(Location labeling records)
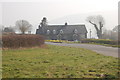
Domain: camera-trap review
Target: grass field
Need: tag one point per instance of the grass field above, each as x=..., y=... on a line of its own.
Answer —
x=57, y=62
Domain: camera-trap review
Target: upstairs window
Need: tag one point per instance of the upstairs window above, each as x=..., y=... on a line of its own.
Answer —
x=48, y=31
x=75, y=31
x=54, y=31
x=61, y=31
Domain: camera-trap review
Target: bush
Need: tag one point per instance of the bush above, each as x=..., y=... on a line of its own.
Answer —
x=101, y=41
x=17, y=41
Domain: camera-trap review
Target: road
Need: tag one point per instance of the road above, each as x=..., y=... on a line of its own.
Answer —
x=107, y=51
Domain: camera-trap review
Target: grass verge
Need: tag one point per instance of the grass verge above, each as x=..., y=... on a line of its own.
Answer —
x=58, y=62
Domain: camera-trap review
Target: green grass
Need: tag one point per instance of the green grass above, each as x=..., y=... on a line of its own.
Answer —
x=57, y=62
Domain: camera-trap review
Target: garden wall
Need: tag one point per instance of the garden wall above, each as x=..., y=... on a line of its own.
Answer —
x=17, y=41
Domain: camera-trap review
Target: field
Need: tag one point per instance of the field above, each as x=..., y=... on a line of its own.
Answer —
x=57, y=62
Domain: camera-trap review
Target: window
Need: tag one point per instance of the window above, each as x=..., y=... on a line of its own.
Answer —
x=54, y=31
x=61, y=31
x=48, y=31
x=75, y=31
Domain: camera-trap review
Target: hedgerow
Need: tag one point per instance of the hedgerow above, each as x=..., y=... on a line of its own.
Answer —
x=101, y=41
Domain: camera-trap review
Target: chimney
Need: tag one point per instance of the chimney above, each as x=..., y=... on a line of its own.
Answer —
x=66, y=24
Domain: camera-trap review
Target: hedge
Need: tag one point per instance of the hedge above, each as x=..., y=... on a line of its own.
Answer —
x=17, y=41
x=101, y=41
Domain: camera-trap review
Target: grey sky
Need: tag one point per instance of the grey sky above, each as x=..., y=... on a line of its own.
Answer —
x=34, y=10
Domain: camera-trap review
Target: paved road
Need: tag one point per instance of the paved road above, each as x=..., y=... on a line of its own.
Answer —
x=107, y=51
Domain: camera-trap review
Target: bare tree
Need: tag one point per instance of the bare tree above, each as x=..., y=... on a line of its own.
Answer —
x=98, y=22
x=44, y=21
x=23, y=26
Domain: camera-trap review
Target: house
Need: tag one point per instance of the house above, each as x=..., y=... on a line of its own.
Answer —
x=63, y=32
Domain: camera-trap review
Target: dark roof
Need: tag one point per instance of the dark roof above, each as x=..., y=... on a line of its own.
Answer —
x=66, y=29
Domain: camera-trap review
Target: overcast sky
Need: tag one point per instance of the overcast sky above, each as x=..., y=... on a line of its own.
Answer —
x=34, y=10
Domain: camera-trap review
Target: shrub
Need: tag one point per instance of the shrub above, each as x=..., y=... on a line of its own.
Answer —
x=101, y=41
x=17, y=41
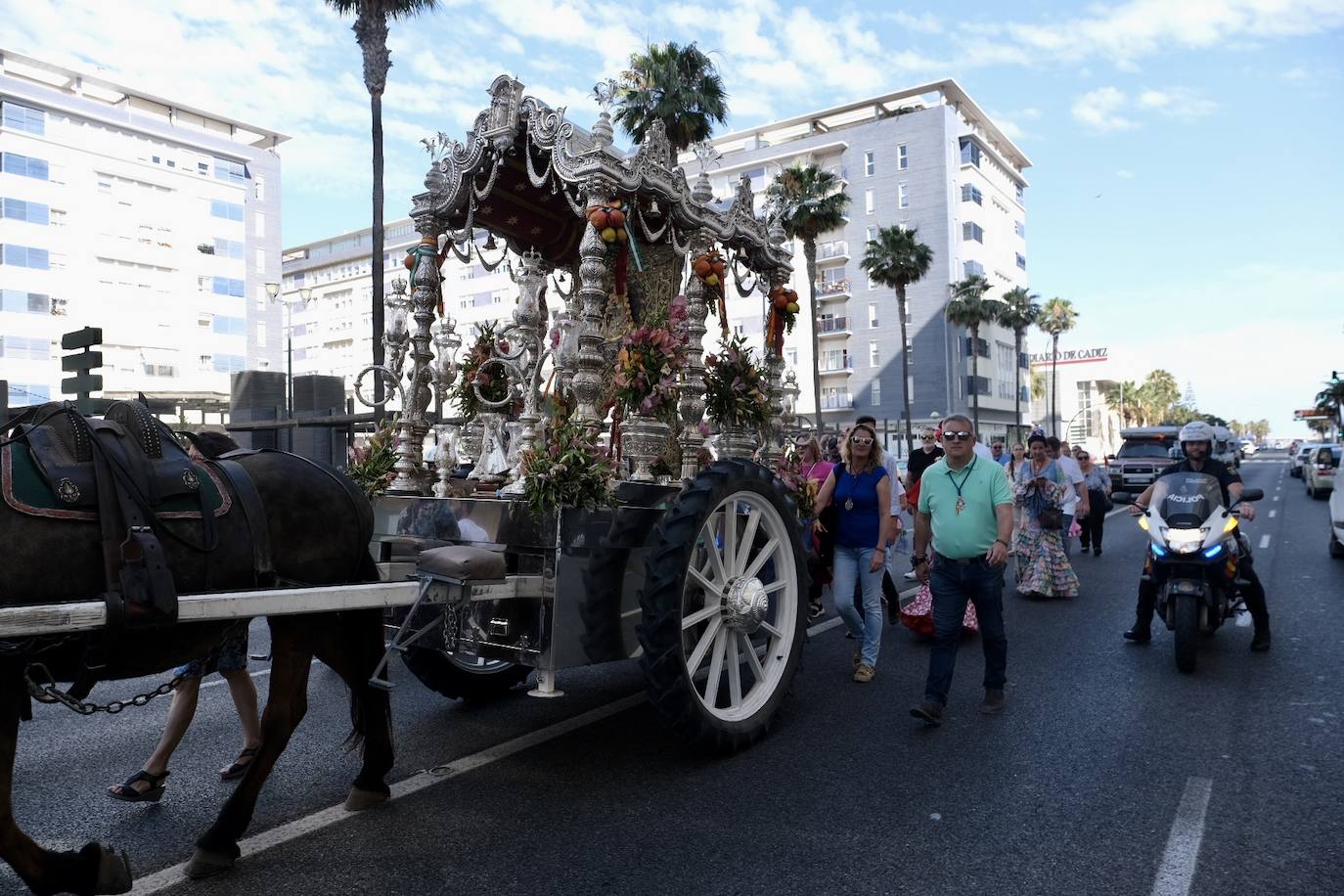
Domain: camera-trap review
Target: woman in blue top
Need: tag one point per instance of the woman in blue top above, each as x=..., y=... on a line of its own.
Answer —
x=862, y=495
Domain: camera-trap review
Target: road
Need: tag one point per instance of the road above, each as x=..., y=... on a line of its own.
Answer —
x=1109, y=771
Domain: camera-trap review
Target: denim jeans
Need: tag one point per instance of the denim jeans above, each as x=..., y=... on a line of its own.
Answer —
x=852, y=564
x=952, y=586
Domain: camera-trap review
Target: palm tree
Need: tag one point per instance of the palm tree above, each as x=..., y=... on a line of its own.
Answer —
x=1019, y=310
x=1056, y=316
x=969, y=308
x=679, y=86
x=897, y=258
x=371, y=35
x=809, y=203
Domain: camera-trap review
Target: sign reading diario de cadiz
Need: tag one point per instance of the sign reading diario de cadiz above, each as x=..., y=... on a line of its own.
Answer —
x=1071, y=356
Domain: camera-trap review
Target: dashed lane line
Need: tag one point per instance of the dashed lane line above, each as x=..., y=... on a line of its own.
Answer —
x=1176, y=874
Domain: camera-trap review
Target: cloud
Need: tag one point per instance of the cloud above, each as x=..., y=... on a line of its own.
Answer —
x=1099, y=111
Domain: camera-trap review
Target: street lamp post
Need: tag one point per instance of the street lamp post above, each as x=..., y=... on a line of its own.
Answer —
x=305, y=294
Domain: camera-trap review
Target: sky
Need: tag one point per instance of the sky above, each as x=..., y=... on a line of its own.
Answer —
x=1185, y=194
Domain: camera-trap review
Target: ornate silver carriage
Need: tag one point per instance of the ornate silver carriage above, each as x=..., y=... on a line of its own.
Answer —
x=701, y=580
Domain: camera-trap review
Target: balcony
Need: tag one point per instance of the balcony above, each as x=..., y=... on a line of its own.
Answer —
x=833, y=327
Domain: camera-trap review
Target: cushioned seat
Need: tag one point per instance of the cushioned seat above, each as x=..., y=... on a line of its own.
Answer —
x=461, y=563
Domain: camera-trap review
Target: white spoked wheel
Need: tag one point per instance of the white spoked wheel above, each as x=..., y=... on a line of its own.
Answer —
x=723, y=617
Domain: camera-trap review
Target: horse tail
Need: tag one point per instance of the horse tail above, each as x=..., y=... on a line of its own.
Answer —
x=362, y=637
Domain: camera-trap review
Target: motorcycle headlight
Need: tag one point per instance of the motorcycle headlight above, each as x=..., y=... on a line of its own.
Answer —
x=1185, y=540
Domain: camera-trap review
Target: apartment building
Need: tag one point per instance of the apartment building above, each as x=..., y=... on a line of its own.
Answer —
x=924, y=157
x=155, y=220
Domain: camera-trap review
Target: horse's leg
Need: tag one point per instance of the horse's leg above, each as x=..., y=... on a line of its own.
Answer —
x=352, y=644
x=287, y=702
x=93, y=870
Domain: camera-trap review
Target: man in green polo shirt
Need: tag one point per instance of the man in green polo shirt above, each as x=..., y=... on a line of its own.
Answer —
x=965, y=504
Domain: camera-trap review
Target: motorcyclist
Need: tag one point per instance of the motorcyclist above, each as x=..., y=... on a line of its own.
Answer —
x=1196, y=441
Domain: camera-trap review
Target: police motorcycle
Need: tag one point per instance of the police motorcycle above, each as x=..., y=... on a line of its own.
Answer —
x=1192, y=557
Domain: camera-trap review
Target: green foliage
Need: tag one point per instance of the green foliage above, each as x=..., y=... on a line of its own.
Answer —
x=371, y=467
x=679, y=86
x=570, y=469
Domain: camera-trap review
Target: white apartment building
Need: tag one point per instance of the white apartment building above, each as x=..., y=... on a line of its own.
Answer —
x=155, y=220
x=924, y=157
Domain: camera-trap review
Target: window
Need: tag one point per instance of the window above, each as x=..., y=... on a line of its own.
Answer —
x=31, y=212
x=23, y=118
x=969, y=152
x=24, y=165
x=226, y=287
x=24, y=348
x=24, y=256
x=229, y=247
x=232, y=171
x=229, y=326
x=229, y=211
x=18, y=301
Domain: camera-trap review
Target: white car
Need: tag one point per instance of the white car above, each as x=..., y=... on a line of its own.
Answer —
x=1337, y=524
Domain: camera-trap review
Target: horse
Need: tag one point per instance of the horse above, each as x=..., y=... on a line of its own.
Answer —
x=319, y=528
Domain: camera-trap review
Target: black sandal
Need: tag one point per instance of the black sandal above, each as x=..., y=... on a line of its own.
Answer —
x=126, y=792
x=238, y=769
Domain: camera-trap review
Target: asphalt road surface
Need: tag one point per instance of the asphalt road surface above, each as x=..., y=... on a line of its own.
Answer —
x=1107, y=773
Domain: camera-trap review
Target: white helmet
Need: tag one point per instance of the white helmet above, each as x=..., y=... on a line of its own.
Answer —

==

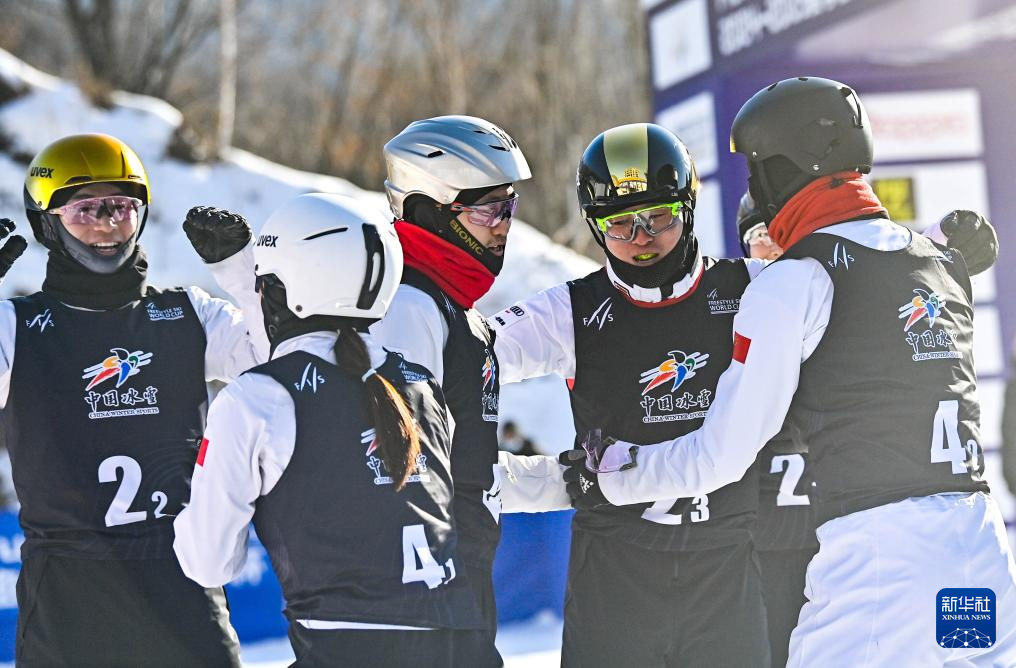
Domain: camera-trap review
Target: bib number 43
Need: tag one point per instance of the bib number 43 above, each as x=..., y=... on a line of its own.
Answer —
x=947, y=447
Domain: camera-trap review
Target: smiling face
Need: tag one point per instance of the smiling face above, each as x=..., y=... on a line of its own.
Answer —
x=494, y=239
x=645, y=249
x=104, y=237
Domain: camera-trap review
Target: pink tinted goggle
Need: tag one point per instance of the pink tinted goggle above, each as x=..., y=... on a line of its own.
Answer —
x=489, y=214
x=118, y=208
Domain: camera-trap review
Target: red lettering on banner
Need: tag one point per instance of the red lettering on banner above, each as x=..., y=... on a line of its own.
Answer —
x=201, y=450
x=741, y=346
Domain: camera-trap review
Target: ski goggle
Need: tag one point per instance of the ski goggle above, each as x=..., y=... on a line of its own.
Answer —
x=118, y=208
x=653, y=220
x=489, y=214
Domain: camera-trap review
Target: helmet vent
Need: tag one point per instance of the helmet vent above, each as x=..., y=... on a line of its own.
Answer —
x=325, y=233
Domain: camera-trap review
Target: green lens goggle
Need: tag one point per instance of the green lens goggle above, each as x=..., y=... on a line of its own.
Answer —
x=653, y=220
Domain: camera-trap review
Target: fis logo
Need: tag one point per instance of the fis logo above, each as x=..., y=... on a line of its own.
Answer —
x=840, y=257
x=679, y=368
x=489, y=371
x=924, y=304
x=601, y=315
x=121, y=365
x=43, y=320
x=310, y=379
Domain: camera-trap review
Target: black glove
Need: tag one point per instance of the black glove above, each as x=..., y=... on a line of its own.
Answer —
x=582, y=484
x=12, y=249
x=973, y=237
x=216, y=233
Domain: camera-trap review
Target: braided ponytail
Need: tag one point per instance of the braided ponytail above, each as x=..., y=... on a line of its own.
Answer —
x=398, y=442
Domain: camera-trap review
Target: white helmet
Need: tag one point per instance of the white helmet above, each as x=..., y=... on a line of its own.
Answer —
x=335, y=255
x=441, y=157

→ **Set problem**: Collect every line of the records above that contains the string "field".

→ **The response**:
Target: grass field
Need: tag one point per instance of the grass field above, each as x=..., y=... on a line of its own.
Target: field
Need: tag one point per instance of the field above, each as x=..., y=... on a line of its own.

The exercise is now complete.